▶ _SHORT EXERCISE_: Copy every item below word for word, leaving the pictures out of your answer.

---------- DATASET

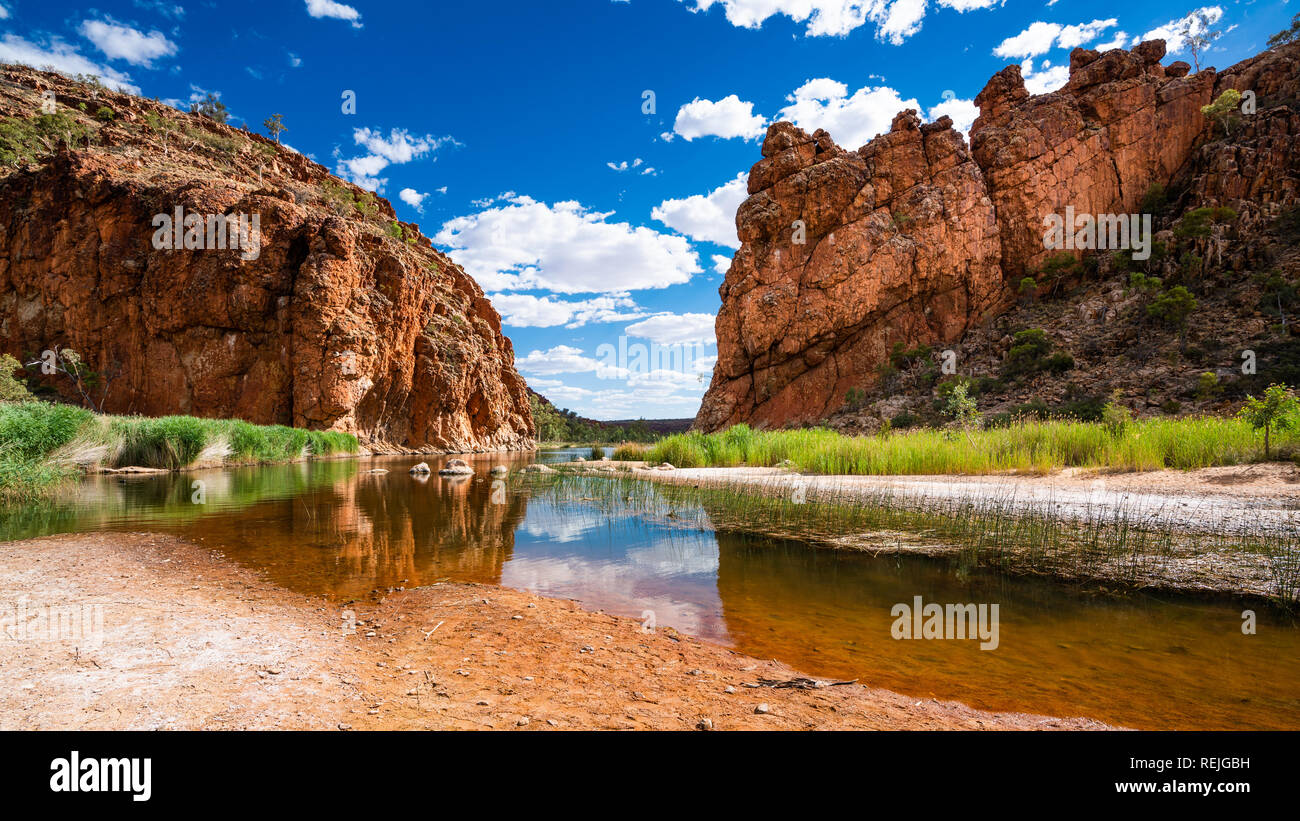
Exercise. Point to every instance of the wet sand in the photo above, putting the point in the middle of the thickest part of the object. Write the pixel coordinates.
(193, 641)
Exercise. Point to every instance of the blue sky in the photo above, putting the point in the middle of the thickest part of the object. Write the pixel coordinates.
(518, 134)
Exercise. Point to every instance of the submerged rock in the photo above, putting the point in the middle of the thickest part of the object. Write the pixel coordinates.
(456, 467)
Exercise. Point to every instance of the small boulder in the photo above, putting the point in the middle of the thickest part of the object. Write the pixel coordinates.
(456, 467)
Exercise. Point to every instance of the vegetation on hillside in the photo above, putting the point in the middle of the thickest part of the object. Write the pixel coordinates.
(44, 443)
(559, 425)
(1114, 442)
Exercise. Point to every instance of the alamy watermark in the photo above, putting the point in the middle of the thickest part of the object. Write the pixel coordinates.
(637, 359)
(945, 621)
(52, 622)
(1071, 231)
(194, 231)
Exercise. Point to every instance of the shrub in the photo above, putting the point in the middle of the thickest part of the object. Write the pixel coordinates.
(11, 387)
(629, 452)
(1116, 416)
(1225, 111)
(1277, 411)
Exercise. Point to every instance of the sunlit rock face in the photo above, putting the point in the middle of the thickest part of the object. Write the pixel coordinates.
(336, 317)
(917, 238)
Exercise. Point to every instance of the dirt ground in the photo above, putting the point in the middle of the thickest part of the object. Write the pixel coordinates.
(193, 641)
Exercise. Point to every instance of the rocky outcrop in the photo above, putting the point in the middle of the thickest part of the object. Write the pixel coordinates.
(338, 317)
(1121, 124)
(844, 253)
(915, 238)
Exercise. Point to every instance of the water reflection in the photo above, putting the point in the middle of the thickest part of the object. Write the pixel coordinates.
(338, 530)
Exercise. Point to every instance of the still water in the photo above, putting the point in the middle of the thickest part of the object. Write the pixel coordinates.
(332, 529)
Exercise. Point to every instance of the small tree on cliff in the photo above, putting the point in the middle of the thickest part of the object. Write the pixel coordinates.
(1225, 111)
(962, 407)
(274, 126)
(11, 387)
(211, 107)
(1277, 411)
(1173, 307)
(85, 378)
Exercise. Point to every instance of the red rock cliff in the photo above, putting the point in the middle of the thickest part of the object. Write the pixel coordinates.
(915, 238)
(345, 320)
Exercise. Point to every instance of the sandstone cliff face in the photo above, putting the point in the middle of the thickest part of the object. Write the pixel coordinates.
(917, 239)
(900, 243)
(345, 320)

--------------------

▶ _ANSWER TO THIS TASK_:
Exercise. Point to every instance of the wet sand in the photo above, putting the point in the middle of the thickest part of the object. Write the pixel coordinates.
(193, 641)
Exercise. Point to every instance of the blue sky in the photo above, putting the point in the middle of the thickest part of the object. Write the pixel coordinates.
(518, 134)
Exercise. Point to every instance of the submerged rock in the photo above, putting the point in the middle of the thickest part of the object. Write the pixel coordinates.
(456, 467)
Exercise. Point to every instance of the small boulder in the photo above, putting the point in the middle of the thickest part of the object. Write the pixel coordinates.
(456, 467)
Exercise. Point to every instance of the vegetation on hillside in the photo above, putting the point in the middle of the thickest part of the object. Write the pixel coordinates.
(44, 443)
(559, 425)
(1114, 442)
Exercise. Point to every instance of the alamy watermark in the photo above, putting the point in the middle of the thickest part of the object. Write the pixel coordinates.
(637, 359)
(945, 621)
(52, 622)
(1071, 231)
(194, 231)
Exercise. Point to every instance of the shrub in the photo above, putting the point in the middle of the thickest part of the object. Write the pixel coordinates.
(11, 387)
(629, 452)
(1116, 416)
(1225, 111)
(1277, 411)
Exercise. Point to every instance of the sunlit rock face in the photo above, putting the point in the middle of the thickest part of the object. Write the pixel coordinates.
(336, 317)
(917, 238)
Exercise. Point to every instance of the dirt ground in the photo above, putting the point in the middle of the thickest part of the object. Write the pixel coordinates.
(193, 641)
Exercise. Point to every instance of the rocky outcrop in the photo above, putting the point in the middle of the thickest part of the object. Write the pixel coordinates.
(338, 317)
(1121, 124)
(844, 253)
(915, 238)
Exercise. Point to every instance of the water reflection in the photo above, putting the point in the middle of the thickest part of the object. Write the pixel coordinates.
(338, 530)
Exercise. Point to every instance of the still water in the photo above, putting the point in the middle of the thickest part of the object. Write the pixel coordinates.
(332, 529)
Exercise. Point to every instance of the small tree on cliff in the photo above, putting the point in the middle of the thickest part of the object. Write the pixel coordinates.
(1225, 111)
(962, 407)
(274, 126)
(11, 387)
(211, 107)
(1277, 411)
(1173, 307)
(85, 378)
Exercise. Point to every instance of the red rock cliff in the photo above, putting the point in the middle of the thickest part of the object. Write the pixel coordinates.
(915, 238)
(345, 320)
Exercise. Point to every instance of the sandstone cliff face in the photo above, putting the point in the middle of the thickest part of the object. Write the pixel coordinates.
(917, 239)
(900, 243)
(345, 320)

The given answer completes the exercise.